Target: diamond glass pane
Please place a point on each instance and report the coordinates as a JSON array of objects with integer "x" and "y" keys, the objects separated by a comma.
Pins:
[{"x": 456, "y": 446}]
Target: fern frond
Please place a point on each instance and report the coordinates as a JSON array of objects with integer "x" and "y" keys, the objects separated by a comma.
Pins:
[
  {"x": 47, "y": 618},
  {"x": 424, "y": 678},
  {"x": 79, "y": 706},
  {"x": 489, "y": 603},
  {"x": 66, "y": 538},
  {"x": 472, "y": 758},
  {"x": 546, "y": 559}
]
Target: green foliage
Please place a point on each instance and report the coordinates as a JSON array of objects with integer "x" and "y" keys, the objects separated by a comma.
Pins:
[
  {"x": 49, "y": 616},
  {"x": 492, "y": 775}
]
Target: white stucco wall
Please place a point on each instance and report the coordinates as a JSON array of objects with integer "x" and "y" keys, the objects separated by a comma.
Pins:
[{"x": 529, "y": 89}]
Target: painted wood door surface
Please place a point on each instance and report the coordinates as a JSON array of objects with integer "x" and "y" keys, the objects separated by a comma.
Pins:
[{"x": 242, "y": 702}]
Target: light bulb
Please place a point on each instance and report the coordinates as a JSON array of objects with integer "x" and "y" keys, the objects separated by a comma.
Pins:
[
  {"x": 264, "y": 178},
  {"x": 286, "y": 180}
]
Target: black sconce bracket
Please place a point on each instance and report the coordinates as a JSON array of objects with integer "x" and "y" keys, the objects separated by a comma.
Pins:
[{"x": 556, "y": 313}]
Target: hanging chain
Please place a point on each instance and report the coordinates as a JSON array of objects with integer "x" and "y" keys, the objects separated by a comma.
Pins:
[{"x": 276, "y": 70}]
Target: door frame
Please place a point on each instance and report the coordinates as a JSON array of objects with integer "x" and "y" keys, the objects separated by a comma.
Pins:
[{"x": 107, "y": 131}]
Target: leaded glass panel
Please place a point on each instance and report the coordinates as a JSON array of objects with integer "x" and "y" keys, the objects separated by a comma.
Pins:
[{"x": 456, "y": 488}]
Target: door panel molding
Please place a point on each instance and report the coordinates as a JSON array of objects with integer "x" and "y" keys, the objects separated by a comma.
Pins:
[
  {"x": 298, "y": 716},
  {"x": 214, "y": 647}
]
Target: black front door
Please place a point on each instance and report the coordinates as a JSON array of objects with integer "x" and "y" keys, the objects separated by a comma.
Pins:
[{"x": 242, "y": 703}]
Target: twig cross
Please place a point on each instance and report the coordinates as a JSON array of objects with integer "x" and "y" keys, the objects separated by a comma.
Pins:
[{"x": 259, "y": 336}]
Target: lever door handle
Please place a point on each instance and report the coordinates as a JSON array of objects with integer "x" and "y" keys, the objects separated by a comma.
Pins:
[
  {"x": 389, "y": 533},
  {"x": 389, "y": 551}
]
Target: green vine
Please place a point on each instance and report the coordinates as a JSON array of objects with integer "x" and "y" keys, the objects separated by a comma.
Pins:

What needs to be done:
Can you write out the lines again, starting at the one that contains "Target: lever door handle" and ending at the last line above, both included, with every coordinate in the answers multiplied by 0.75 and rounded to a whole number (halves rounding up)? Keep all other text in those lines unchanged.

Answer to this task:
Target: lever door handle
Please place a point on each instance and report the coordinates as a JSON array of objects with integer "x" and "y" keys, the objects separated by a comma.
Pins:
[
  {"x": 292, "y": 400},
  {"x": 292, "y": 413}
]
Target: green vine
Please place a point on each instance and report the coordinates as a JSON array of objects with integer "x" and "y" keys, the objects separated by a comma.
Pins:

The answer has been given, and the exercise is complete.